[PROBLEM] Output the entries that follow character for character. Leave every image out.

[DATA EXTRACTS]
-.-.-

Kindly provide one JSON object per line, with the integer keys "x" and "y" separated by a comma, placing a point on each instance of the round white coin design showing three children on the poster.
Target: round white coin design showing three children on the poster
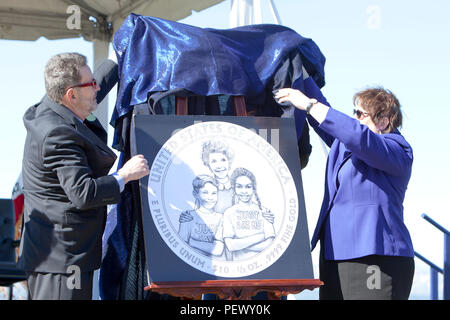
{"x": 222, "y": 199}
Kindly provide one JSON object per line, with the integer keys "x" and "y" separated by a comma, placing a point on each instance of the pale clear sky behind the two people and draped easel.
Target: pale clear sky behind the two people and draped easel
{"x": 401, "y": 45}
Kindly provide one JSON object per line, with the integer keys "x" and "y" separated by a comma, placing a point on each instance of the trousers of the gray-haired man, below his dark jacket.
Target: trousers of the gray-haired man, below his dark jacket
{"x": 57, "y": 286}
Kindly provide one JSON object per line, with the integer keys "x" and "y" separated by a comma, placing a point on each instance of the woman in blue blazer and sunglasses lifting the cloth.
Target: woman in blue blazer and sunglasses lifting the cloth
{"x": 366, "y": 249}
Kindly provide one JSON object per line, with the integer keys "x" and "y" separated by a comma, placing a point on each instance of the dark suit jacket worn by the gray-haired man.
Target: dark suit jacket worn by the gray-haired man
{"x": 66, "y": 185}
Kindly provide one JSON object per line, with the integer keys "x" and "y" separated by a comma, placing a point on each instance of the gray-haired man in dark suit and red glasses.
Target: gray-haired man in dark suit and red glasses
{"x": 66, "y": 183}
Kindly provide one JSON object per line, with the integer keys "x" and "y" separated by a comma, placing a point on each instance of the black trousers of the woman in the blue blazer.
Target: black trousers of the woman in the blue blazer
{"x": 372, "y": 277}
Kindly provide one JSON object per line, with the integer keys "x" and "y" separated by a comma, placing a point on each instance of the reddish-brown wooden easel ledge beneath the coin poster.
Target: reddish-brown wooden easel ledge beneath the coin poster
{"x": 234, "y": 289}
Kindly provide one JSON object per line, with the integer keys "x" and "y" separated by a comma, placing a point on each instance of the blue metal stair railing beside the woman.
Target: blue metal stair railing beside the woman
{"x": 434, "y": 269}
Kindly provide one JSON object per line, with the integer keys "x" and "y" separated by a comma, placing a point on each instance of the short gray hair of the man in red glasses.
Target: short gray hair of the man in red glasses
{"x": 61, "y": 72}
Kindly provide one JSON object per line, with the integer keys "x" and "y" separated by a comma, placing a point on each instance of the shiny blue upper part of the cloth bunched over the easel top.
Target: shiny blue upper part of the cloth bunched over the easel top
{"x": 159, "y": 55}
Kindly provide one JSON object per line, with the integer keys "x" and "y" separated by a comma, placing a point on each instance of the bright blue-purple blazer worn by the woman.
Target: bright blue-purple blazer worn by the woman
{"x": 367, "y": 176}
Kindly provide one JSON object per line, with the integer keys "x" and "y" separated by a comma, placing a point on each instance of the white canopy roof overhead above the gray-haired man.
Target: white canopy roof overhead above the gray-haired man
{"x": 94, "y": 20}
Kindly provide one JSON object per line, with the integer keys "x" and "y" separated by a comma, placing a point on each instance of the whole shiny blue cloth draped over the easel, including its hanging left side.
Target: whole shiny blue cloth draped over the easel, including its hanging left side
{"x": 157, "y": 56}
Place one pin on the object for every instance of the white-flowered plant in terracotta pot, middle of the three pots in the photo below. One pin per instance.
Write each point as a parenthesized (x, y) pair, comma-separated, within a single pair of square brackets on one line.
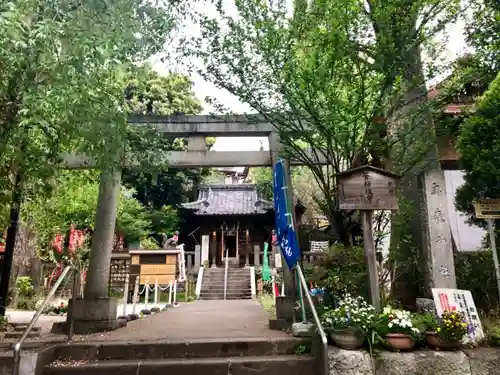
[(396, 328)]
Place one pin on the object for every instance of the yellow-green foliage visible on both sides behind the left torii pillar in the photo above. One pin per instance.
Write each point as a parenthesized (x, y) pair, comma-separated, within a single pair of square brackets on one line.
[(73, 201)]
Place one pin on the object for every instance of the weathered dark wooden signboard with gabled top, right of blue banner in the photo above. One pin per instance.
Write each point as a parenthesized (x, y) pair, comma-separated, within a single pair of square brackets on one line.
[(367, 188)]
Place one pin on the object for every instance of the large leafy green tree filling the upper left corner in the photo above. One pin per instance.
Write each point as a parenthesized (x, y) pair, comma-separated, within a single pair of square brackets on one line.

-.-.-

[SOLUTION TO THIS EXERCISE]
Kindly provide one JSON object per line, with the integer keys "x" and "y" separated by a comma, placing a point on each instance of the round white coin design showing three children on the poster.
Target: round white coin design showing three children on the poster
{"x": 222, "y": 199}
Kindly provide one JSON object per line, with the integer keys "x" and "y" separated by a comma, placing a point on each instance of the pale clear sky behind the two people and draped easel.
Target: pale clear sky behind the two people and draped easel
{"x": 401, "y": 45}
Kindly provide one JSON object per line, with the integer keys "x" and "y" separated by a comma, placing a point on each instance of the trousers of the gray-haired man, below his dark jacket.
Target: trousers of the gray-haired man, below his dark jacket
{"x": 57, "y": 286}
Kindly provide one JSON object per line, with the integer keys "x" and "y" separated by a comma, placing a point on each instance of the woman in blue blazer and sunglasses lifting the cloth.
Target: woman in blue blazer and sunglasses lifting the cloth
{"x": 366, "y": 249}
Kindly provide one JSON object per line, with the integer keys "x" and "y" separated by a comma, placing a point on each instance of the dark suit jacket worn by the gray-haired man.
Target: dark suit jacket worn by the gray-haired man
{"x": 66, "y": 185}
Kindly provide one JSON object per line, with the integer keys "x" and "y" separated by a comma, placing a point on each instance of the gray-haired man in dark suit and red glasses.
Target: gray-haired man in dark suit and red glasses
{"x": 66, "y": 183}
Kindly provide one JSON object per line, with the integer keys "x" and "y" separated by a comma, placing a point on each instance of the black trousers of the woman in the blue blazer.
Target: black trousers of the woman in the blue blazer
{"x": 372, "y": 277}
Kindly provide one JSON object per line, with the integer keys "x" and "y" separated by a comma, placing a point on each instance of the reddish-brown wooden easel ledge beneath the coin poster.
Target: reddish-brown wooden easel ledge beneath the coin poster
{"x": 234, "y": 289}
Kindly provide one JSON object per line, with the integer keys "x" and "y" separated by a comma, placing a point on each instance of the blue metal stair railing beside the woman.
Target: blue metal stair railing beside the woman
{"x": 434, "y": 269}
Kindly provide one JSON object per line, with the integer keys "x" and "y" separated by a comma, placing a point on each instance of the short gray hair of the man in red glasses.
Target: short gray hair of the man in red glasses
{"x": 61, "y": 72}
Kindly provide one JSON object per line, with the integer keys "x" and "y" separated by a comma, placing a point on each instance of the shiny blue upper part of the cloth bunched over the easel top.
Target: shiny blue upper part of the cloth bunched over the easel top
{"x": 159, "y": 55}
Kindly provide one JSON object per line, with the integer keys "x" and "y" separated by a comma, placing a point on each instance of the bright blue-purple blazer worn by the woman.
Target: bright blue-purple blazer worn by the woman
{"x": 367, "y": 176}
Kindly provide one JSON object per line, with the integer keys "x" and "y" separated by a comma, placing a point on each instance of the white canopy roof overhead above the gray-haired man.
Target: white canopy roof overhead above the gray-haired man
{"x": 94, "y": 20}
Kindly provide one JSON object per line, with the integer keys "x" and "y" separated by a comma, placing a point on each instance of the whole shiny blue cloth draped over the easel, including its hanging left side.
Target: whole shiny blue cloth draped over the easel, including its hanging left side
{"x": 157, "y": 56}
Place one pin on the object for every instance of the white-flowered plant in terracotta pot, middle of the three pots in the photo below. One pin per instance.
Write each point as a parenthesized (x, y) pair, comma-separated, within a single pair of square brackets on one line.
[(396, 328)]
Place one pin on the object for every instance of the yellow-green foliage visible on both sides behind the left torii pillar in the photo above. One pin per instance.
Write each point as a parenthesized (x, y) pair, comma-separated, within a single pair of square brackets on one line.
[(73, 201)]
Place one pin on the object for every instance of the weathered dark wooden signboard with gabled top, right of blue banner in the photo above. One pin per instance.
Write each point as a parenthesized (x, y) pair, comma-separated, within a single pair of square brackets on one line.
[(367, 188)]
Place one pin on the object for every instance of the large leafy green tree filling the upper left corner in the photo above. One pin per instance.
Write each point as a parenthesized (x, y) pair, comma-separated, within a single pair of square brackets on one line.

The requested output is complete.